> _待办事项_:
下面这篇用欧拉定理解 UVALive 3263 的文章没有写完,请从它停下的地方接着往下写。

> _文档_:
UVALive 3263 That Nice Euler Circuit 计算几何+欧拉定理

    这是白书上面的原题,题意是求闭合的n条线段把平面分成了几个区域。 

就是一个 欧拉定理 V+F-E=2   。 v是图的顶点数,F是图的面数,E是图的边数。

·我自己在写的时候有一个地方跟费解的,我把每个节点都重复了算了一次,最后去重,结果是wa了。到现在还不清楚问什么。。。。。 反正都去了重的,重复一遍为什么错了。T_T。


</pre><pre name="code" class="html">#include<cstdio>
#include<algorithm>
#include<iostream>
#include<cmath>
#include<queue>
#include<stack>
#include<string>
#include<cstring>
#include<map>
#include<vector>
#include<set>
#include<ctime>
#include<stdlib.h>
using namespace std;
const int mod=99999997;
const int mmax=200010;
const double eps=1e-8;
const double pi=acos(-1.0);
const int inf=0x3fffffff;

/*

double Dot(Vector A,Vector B)  点积
double Length(Vector A)  取模
double Angle(Vector A,Vector B) 夹角
double Cross(Vector A,Vector B) 叉积
double Area2(Point A,Point B,Point C) 有向面积
Vector Ratate(Vector A,double rad)  向量旋转
Vector Normal(Vector A) 法向量
Point GetLineIntersection(Point P,Point Q,Vector v,Vector w) 直线相交  line1 P+tv  line2 Q+tw
double Dis_Point_Line(Point P,Point A,Point B) 点到直线距离
Point GetLineProjection(Point P,Point A,Point B) 点在直线上投影
bool SegmentProperIntersection(Point a1,Point a2,Point b1,Point b2) 线段规范相交
bool OnSegment(Point p,Point a1,Point a2)  点在直线上
double PolygonArea(Point *p,int n) 多边形面积

*/
struct Point
{
    double x,y;
    Point (double x=0.0,double y=0.0):x(x),y(y) {}
};//点集

typedef Point Vector;
//向量+向量=向量,向量+点=点
Vector operator + (Vector A,Vector B)

> _数据行_:
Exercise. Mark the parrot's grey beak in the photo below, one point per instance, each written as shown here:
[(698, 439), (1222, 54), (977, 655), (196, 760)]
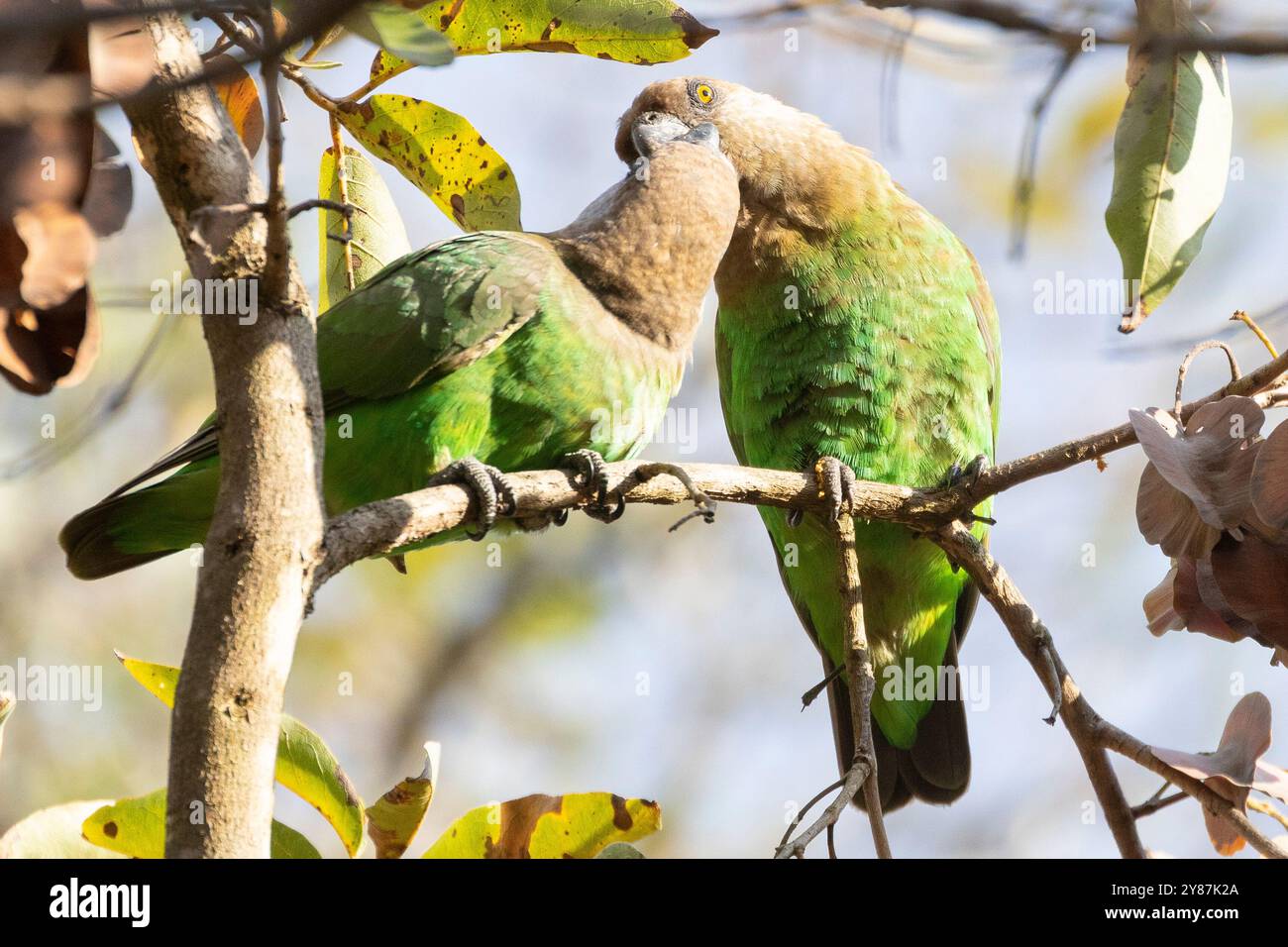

> _结果_:
{
    return Vector(A.x+B.x,A.y+B.y);
}
//点-点=向量
Vector operator - (Point A,Point B)
{
    return Vector(A.x-B.x,A.y-B.y);
}
//向量*数=向量
Vector operator * (Vector A,double p)
{
    return Vector(A.x*p,A.y*p);
}
//向量/数=向量
Vector operator / (Vector A,double p)
{
    return Vector(A.x/p,A.y/p);
}

int sgn(double x)// 符号函数
{
    if(fabs(x)<eps)
        return 0;
    return x<0?-1:1;
}


bool operator < (const Point &a,const Point &b)
{
    return a.x<b.x || (a.x==b.x&&a.y<b.y);
}
bool operator == (const Point &a,const Point &b)
{
    return sgn(a.x-b.x)==0&&sgn(a.y-b.y)==0;
}

//运算部分
double Dot(Vector A,Vector B)
{
    return A.x*B.x+A.y*B.y;
}
double Length(Vector A)
{
    return sqrt(Dot(A,A));
}
double Angle(Vector A,Vector B)
{
    return acos(Dot(A,B)/Length(A)/Length(B));
}
double Cross(Vector A,Vector B)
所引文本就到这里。